→ YOUR INSTRUCTIONS:
Print the data once more, exactly as given. Drop the pictures.

→ SUPPLIED ENTRIES:
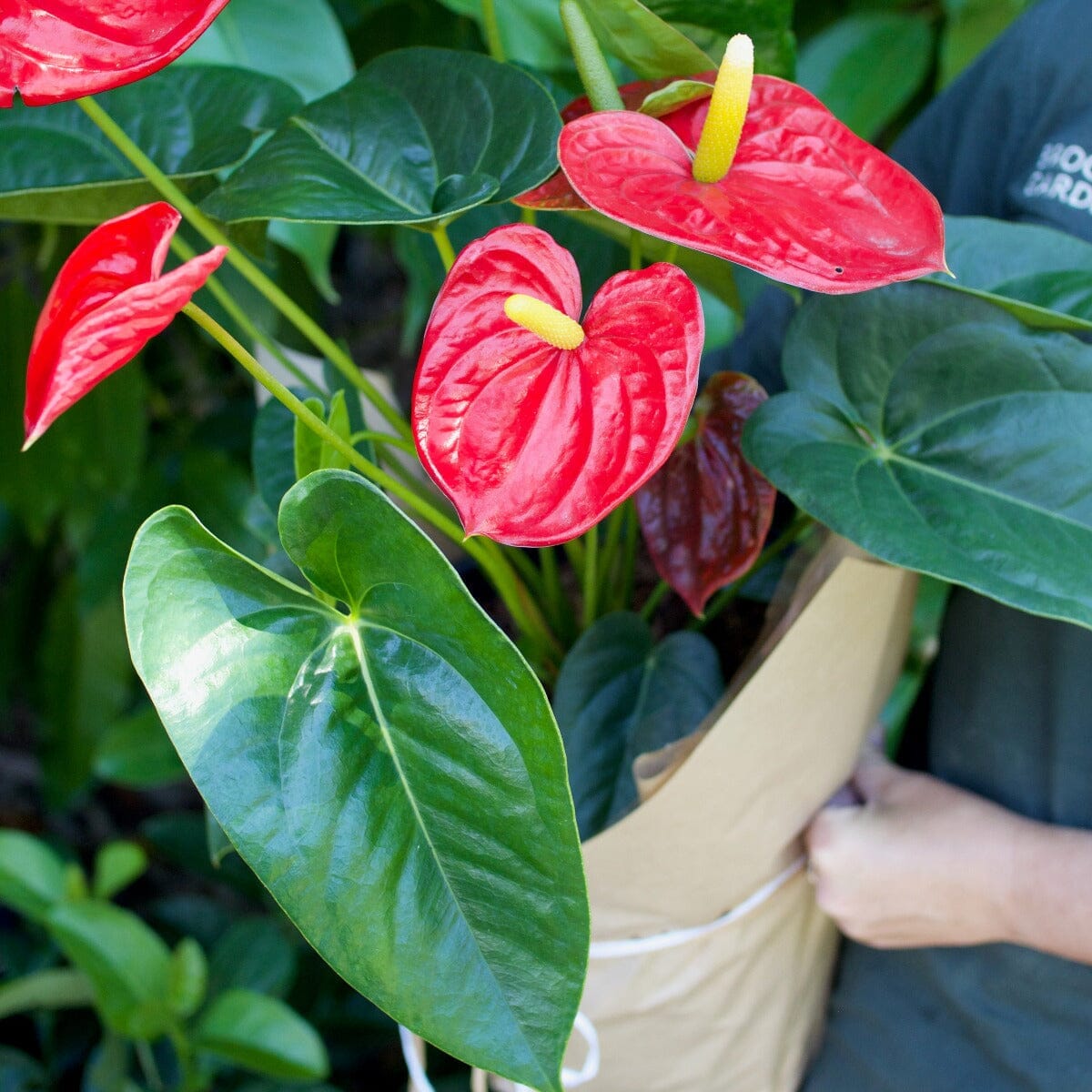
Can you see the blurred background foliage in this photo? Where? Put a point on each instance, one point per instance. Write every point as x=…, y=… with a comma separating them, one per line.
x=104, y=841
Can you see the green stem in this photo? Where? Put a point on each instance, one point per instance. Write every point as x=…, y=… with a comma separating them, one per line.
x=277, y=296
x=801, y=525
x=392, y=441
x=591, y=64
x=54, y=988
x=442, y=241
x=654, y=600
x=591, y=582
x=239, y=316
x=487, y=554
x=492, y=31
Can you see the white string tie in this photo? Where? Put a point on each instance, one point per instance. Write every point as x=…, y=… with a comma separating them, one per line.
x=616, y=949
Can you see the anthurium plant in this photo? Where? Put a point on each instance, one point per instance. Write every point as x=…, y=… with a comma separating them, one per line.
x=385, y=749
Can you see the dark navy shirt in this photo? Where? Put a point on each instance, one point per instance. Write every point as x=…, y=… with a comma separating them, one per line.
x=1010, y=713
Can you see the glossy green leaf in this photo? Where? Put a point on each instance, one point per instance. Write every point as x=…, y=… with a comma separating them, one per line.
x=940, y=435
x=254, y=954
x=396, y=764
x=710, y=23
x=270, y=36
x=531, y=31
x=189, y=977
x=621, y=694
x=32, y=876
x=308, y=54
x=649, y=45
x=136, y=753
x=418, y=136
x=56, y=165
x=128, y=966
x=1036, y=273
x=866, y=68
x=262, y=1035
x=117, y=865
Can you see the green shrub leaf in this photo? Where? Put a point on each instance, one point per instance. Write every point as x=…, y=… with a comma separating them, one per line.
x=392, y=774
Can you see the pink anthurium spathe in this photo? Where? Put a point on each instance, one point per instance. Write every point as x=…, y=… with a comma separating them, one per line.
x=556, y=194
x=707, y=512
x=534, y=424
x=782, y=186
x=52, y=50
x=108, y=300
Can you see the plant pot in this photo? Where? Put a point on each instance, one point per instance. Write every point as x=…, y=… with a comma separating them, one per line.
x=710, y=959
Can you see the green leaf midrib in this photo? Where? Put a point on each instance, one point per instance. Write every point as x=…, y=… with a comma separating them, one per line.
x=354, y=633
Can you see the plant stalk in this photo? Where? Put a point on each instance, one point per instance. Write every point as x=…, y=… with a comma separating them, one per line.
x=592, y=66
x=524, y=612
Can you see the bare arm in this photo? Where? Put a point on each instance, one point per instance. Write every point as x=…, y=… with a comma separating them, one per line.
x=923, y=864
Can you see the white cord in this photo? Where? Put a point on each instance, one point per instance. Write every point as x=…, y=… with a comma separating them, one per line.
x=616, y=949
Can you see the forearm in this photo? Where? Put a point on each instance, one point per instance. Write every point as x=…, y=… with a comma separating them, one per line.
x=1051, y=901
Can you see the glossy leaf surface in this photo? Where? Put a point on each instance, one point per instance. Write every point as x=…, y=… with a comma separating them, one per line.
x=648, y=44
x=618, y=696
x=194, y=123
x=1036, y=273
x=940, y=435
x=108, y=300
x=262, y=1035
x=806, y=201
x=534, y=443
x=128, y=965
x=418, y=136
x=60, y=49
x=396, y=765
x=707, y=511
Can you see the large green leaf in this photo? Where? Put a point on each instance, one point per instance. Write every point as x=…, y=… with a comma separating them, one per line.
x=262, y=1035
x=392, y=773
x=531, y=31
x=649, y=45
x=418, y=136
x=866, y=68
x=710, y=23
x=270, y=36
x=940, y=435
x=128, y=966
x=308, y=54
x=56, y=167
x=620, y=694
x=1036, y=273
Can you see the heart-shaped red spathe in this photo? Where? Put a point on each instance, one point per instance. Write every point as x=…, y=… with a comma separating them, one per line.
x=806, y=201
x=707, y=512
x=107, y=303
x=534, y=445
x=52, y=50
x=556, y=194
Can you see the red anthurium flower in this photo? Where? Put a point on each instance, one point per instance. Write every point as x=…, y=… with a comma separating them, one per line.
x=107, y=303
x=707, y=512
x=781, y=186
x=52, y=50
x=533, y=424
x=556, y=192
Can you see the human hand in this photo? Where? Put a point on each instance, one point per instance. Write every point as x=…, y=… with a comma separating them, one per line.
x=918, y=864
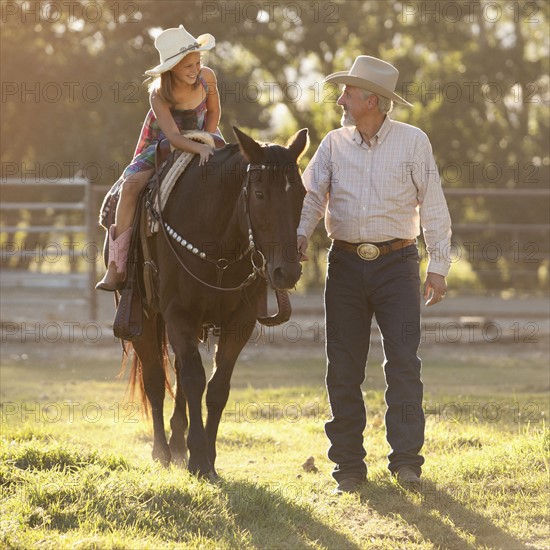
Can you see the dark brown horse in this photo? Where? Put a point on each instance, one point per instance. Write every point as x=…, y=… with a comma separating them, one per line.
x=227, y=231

→ WRITTEN ANSWER:
Can you see the blurred background foliage in this photo? Where? Put a point on each instance, one point per instance. Write every point as x=…, y=… with a comma separating them, one per line.
x=104, y=841
Can you see the green stem in this photo? Where? Put a point on each instance, one point per instance. Write every point as x=…, y=… with a comma separating them, one per line.
x=277, y=296
x=801, y=525
x=392, y=441
x=591, y=64
x=54, y=988
x=442, y=241
x=654, y=600
x=591, y=582
x=239, y=316
x=487, y=554
x=492, y=31
Can you see the white string tie in this photo? Where? Put a point on each instance, one point per instance. Write every point as x=…, y=… with a comma separating them, one per line.
x=616, y=949
Can you see the anthurium plant in this photo? Where? Put a point on each instance, one point per instance. Write every point as x=…, y=… with a comma separating them, one per line.
x=385, y=749
Can you see the dark navy shirt in this photo? Where? Put a point on each instance, one point per instance. Write every point as x=…, y=… with a comma separating them, one per line.
x=1010, y=713
Can you see the glossy green leaf in this photo? Where? Put a point on each instance, one point per instance. Write every point as x=…, y=… with a comma separating them, one per line.
x=940, y=435
x=254, y=954
x=396, y=764
x=710, y=23
x=270, y=36
x=531, y=31
x=189, y=977
x=621, y=694
x=32, y=876
x=308, y=54
x=649, y=45
x=136, y=753
x=418, y=136
x=56, y=165
x=128, y=966
x=1036, y=273
x=866, y=68
x=262, y=1035
x=117, y=865
Can you see the green shrub leaf in this photo? Where? Put a point on each instance, one point per instance. Write every point as x=…, y=… with a comma separating them, one per line.
x=392, y=774
Can you see the pink anthurium spathe in this photo? Where? Put a point on each instance, one point per instance. Write every point as x=…, y=… with a comma separating them, one per line.
x=556, y=194
x=707, y=512
x=534, y=424
x=782, y=186
x=52, y=50
x=108, y=300
Can you see the plant pot in this photo? Where? Put a point on each instance, one point per instance. Write every point as x=…, y=… with a comma separating them, one per line.
x=710, y=959
Can you see the green leaf midrib in this photo? Where? Put a point on each instance, one point per instance. Write every point as x=…, y=… with a comma separating them, one per line.
x=354, y=633
Can you see the plant stalk in this photo? Where? Put a point on each instance, one point per instance. Write every point as x=…, y=… with a comma separating them, one per line.
x=592, y=66
x=524, y=612
Can you see the bare arm in this photo? Where? Put a point on each instance, one point per instance. Write every point as x=…, y=… with a comma separating them, one per line.
x=923, y=864
Can you see the white cord in this photo? Where? Put a point on each instance, one point per instance. Write every point as x=…, y=… with a comma separating them, one per line.
x=616, y=949
Can you see the forearm in this photo? Where? Put a point on each instance, one point per instance. Write every point as x=…, y=… with a comma separating them, one per line.
x=1051, y=901
Can you see the glossy leaf surface in this photo? Where? Put a point on each instance, one point per instance. Write every point as x=…, y=… with a comma separating them, one per line.
x=648, y=44
x=618, y=696
x=194, y=123
x=1036, y=273
x=940, y=435
x=108, y=300
x=262, y=1035
x=806, y=201
x=534, y=443
x=128, y=965
x=418, y=136
x=60, y=49
x=396, y=765
x=707, y=511
Can you see the large green leaf in this photo? Where? Put a point on each instance, one point per instance. Write every point as x=…, y=… with a comma separating them, one per line.
x=262, y=1035
x=392, y=773
x=531, y=31
x=649, y=45
x=418, y=136
x=866, y=68
x=710, y=23
x=270, y=36
x=940, y=435
x=128, y=966
x=308, y=54
x=56, y=167
x=620, y=694
x=1036, y=273
Can you see the heart-shaped red spathe in this photo? Where? Put a point on each instance, one point per instance. Write every point as x=…, y=… with a comma separating them, one per line.
x=806, y=201
x=707, y=512
x=107, y=303
x=534, y=445
x=52, y=50
x=556, y=194
Can you see the red anthurium flower in this photo? Where? Put a point on each instance, one point per instance. Write every point as x=…, y=… with a comma separating them, one per line.
x=107, y=303
x=707, y=512
x=781, y=186
x=52, y=50
x=533, y=424
x=556, y=192
Can you see the human hand in this photo? Where? Put a point on each instance, one point per instance. Write every point as x=…, y=… with a comma separating them, one per line.
x=918, y=864
Can you see the dark brown horse in this photo? Where? Put a point on each instance, one point per instance. Write every point as x=…, y=… with a comma separating them, one per line.
x=227, y=231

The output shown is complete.